Data to examine
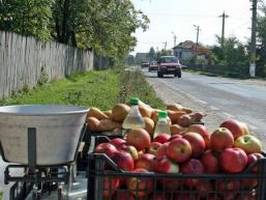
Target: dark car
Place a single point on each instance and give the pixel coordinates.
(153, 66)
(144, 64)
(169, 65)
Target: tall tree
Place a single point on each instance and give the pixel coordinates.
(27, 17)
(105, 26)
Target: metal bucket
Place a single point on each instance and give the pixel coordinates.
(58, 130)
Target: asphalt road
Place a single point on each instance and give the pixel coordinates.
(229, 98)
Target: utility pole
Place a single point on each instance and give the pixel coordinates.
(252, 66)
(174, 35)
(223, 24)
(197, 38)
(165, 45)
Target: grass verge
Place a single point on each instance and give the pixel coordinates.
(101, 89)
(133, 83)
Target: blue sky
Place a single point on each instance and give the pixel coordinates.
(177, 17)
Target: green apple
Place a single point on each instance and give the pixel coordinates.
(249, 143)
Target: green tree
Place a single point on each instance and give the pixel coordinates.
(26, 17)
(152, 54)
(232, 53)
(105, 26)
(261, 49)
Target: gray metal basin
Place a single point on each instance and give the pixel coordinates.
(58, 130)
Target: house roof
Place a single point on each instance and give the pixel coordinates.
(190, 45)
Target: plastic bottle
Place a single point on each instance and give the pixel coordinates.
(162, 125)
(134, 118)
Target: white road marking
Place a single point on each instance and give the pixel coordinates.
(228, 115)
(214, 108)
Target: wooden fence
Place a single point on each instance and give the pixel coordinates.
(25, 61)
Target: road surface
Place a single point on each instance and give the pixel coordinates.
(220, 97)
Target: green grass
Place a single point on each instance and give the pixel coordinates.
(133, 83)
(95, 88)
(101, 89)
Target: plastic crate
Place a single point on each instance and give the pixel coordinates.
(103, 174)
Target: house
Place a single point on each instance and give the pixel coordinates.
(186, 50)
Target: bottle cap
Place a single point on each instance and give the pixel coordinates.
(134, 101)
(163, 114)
...
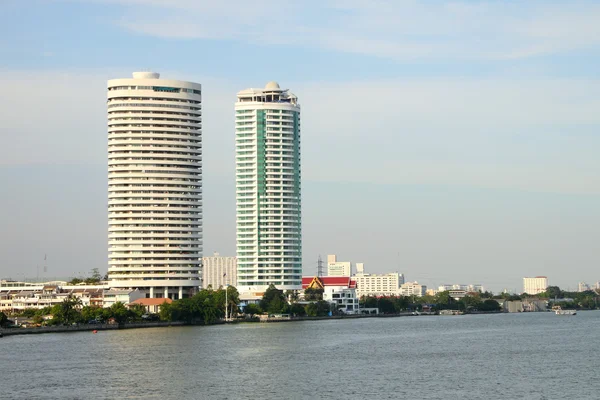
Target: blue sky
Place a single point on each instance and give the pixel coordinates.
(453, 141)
--
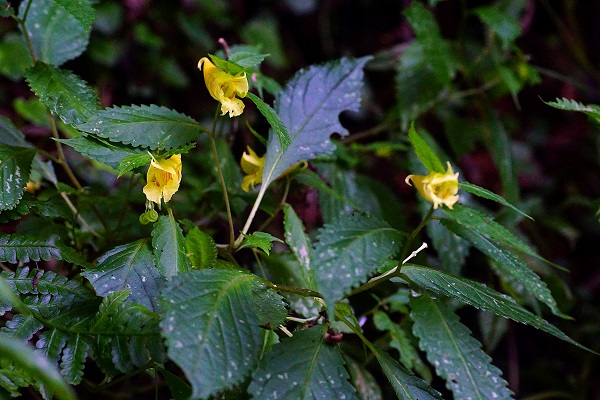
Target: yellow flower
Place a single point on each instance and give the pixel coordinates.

What you are asked to do
Wherever the word "road" appears in the listing, copy the line that holds it.

Completed task
Target: asphalt road
Target: white road marking
Target: road surface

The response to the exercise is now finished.